_Labeled-object pointing entries_.
"""

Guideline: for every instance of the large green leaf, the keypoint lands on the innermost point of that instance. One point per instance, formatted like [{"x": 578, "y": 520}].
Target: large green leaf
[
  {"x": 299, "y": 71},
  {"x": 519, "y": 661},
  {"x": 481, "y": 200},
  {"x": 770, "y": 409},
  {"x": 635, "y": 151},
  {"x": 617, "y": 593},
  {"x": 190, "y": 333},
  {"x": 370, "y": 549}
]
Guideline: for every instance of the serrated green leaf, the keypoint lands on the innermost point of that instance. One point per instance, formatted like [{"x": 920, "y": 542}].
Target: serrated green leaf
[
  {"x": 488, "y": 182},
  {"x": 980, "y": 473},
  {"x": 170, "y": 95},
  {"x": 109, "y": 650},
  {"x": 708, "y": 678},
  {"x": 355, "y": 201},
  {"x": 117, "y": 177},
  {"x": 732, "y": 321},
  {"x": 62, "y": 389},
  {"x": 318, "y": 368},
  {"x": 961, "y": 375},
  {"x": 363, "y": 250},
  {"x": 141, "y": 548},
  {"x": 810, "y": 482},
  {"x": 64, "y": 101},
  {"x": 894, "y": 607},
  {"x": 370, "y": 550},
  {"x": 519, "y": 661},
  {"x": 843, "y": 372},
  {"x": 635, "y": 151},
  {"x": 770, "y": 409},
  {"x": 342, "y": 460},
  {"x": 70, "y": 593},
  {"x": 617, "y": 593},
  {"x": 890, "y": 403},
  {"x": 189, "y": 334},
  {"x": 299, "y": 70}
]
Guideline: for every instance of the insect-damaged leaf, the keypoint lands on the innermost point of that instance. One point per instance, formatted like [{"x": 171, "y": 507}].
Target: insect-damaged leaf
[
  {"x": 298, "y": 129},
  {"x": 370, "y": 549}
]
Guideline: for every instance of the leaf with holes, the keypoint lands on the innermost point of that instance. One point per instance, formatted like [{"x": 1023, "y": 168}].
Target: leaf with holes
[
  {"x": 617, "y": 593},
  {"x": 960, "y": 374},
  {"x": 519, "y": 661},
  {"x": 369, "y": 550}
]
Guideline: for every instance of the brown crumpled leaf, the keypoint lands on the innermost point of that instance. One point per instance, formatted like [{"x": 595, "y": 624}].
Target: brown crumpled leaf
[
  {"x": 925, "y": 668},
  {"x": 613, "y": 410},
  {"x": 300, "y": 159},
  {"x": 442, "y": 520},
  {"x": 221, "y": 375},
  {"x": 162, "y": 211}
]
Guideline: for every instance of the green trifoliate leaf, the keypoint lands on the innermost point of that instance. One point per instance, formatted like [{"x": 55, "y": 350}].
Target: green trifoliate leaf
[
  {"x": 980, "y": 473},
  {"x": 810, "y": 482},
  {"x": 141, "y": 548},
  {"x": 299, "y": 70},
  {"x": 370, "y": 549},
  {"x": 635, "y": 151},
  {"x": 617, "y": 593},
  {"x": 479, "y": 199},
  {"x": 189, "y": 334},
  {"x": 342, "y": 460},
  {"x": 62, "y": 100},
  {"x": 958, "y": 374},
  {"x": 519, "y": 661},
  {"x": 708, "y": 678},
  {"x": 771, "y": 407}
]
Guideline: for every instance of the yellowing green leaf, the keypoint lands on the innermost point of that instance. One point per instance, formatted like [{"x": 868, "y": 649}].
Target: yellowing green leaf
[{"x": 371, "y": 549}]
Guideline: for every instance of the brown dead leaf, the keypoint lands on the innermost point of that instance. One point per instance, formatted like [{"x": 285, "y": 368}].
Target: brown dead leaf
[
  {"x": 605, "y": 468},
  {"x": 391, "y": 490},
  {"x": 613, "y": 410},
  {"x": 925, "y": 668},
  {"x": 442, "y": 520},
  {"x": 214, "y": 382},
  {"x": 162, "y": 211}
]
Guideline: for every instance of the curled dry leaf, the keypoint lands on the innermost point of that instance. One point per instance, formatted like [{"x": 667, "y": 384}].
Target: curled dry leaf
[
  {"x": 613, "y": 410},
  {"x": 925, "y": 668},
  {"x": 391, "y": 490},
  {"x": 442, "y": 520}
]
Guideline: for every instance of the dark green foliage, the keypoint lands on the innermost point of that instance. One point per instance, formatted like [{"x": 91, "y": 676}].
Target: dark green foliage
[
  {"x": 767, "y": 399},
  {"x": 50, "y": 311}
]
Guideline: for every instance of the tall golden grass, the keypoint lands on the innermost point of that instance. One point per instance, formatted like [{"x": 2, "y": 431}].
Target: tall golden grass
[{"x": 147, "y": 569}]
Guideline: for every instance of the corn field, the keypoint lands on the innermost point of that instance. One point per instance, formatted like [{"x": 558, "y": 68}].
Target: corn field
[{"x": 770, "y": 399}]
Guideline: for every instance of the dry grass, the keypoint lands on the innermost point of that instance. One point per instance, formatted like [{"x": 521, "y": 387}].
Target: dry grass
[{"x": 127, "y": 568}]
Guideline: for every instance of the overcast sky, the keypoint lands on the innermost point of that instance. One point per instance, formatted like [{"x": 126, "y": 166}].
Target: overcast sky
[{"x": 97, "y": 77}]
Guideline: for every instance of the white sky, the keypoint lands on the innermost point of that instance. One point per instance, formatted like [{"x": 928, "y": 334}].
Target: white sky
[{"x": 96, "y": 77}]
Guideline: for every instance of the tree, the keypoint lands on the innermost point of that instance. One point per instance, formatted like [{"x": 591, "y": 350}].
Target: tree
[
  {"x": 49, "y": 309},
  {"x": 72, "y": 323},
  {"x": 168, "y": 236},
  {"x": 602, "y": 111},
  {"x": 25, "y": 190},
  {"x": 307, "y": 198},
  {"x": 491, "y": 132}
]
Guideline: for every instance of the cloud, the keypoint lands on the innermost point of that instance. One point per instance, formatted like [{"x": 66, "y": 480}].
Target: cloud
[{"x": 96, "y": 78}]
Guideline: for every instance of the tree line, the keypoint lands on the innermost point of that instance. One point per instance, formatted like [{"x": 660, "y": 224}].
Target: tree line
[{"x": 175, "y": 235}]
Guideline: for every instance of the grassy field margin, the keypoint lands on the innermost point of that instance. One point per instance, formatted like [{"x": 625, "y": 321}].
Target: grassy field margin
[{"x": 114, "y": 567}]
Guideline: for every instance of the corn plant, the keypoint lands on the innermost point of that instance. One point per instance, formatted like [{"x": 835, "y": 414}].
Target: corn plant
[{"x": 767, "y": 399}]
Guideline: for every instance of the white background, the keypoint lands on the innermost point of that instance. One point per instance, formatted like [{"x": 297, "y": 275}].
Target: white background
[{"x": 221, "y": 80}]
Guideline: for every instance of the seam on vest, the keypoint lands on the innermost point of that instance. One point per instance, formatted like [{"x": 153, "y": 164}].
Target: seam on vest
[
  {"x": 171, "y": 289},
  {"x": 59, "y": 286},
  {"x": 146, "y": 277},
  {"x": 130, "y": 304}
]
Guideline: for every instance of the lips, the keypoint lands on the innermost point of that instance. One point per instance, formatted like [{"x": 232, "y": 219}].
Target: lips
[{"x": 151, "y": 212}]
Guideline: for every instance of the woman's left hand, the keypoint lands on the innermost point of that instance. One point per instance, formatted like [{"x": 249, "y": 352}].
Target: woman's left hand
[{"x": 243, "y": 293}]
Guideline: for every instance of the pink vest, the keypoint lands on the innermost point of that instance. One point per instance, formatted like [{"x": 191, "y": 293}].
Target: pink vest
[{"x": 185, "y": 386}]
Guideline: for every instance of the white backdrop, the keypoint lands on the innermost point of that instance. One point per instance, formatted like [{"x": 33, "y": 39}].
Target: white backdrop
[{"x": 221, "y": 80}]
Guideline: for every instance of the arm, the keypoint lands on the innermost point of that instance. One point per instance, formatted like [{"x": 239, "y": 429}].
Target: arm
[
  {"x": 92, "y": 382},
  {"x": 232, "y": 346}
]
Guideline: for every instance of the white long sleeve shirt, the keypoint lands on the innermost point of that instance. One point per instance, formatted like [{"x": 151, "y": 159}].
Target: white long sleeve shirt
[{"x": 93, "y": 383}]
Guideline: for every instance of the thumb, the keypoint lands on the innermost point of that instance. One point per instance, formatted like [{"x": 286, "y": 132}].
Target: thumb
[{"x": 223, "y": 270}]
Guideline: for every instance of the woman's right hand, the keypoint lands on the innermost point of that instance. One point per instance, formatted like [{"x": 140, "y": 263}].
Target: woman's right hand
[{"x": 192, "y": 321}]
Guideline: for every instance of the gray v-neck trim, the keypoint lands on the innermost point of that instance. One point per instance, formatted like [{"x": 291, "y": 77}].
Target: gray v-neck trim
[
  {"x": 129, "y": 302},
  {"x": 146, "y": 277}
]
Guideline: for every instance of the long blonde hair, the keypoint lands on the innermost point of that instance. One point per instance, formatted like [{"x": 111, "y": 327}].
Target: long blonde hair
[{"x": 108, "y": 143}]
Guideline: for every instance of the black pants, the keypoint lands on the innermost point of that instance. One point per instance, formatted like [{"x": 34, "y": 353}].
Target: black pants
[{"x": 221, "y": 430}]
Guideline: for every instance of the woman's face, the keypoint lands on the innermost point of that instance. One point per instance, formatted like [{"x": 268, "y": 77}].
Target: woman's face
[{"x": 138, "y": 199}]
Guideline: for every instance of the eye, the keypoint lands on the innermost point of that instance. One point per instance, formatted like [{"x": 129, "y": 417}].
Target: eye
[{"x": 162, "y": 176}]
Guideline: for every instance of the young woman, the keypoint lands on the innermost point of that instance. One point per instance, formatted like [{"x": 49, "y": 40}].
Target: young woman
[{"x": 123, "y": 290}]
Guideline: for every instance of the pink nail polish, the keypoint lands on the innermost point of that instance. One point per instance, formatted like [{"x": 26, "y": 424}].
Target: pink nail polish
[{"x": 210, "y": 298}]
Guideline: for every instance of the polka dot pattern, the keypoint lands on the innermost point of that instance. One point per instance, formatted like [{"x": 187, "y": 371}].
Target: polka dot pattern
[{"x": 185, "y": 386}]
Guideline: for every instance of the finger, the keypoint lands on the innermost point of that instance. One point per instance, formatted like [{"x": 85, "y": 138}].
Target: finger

"""

Reproduce the lines from the one containing "Guideline: for every instance of the gray" to the end of the entries, keeping both ends and adding nothing.

_CORRECT RESULT_.
Guideline: for every instance of the gray v-neck trim, the keypoint lands on the innermost point of that instance. One point per instance, formatted like [{"x": 291, "y": 77}].
Target: gray v-neck trim
[
  {"x": 129, "y": 302},
  {"x": 146, "y": 277}
]
Guideline: for every instance of the long blonde hair, the keypoint lands on the innermost point of that instance. One point per instance, formatted like [{"x": 111, "y": 327}].
Target: long blonde hair
[{"x": 108, "y": 143}]
Guideline: for every instance of the black pants, the keypoint lands on the innermost point of that instance. One point per instance, formatted like [{"x": 34, "y": 353}].
Target: black pants
[{"x": 221, "y": 430}]
Guideline: for every instance of the woman's face, the keypoint lands on the innermost point of that instance. One point per instance, formatted like [{"x": 268, "y": 77}].
Target: woman's face
[{"x": 138, "y": 199}]
Guideline: for every instance of the eye, the keypoint lands on the innermost point of that instance. One point per instance, formatted like [{"x": 129, "y": 417}].
Target: eye
[{"x": 162, "y": 176}]
Guideline: for every instance of the young woman, the keypoint lands on the innermost point of that instance. One point per instance, formatted like [{"x": 49, "y": 40}].
Target: young woman
[{"x": 123, "y": 290}]
Guideline: for every instance of the pink nail polish, the keypoint lands on the innermost point of that instance. One point per instance, formatted like [{"x": 26, "y": 424}].
Target: pink nail polish
[{"x": 210, "y": 298}]
Guideline: for every instance of the polka dot pattern, the keypoint lands on the innermost point of that instance. One point per instance, formatted like [{"x": 187, "y": 371}].
Target: polka dot pattern
[{"x": 185, "y": 386}]
Guideline: for every instance of the finger, the keypoint lands on the innermost point of that instance. One point per instance, formatted like [{"x": 85, "y": 138}].
Target: finger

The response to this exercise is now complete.